What you should do: Working through the entries below, find how many lines include "above", then write only that number.

Input data: Begin

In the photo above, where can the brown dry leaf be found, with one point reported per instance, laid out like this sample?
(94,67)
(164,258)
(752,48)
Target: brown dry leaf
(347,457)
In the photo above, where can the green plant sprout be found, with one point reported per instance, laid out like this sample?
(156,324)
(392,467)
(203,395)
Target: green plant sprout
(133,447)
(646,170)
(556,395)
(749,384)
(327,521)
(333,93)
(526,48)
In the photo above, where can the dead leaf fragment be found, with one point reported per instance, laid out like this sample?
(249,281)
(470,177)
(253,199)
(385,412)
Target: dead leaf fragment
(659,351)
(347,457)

Input data: End
Input data: Begin

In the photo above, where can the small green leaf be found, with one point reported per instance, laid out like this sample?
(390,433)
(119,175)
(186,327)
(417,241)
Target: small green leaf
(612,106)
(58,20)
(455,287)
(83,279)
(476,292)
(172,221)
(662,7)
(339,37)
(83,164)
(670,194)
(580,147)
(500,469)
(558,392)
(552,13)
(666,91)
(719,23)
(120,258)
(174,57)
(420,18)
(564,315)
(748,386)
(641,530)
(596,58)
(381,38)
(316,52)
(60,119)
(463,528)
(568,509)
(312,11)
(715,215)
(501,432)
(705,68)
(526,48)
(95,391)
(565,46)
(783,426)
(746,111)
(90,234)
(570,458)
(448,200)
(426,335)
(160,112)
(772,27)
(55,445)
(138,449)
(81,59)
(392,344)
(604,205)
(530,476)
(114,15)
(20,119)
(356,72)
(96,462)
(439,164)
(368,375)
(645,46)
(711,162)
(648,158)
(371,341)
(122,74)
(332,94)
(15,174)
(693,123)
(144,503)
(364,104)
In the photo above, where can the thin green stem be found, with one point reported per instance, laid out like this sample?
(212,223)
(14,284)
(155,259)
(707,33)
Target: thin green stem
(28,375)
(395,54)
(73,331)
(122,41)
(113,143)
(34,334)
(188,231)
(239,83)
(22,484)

Input data: End

Response for this exercise: 5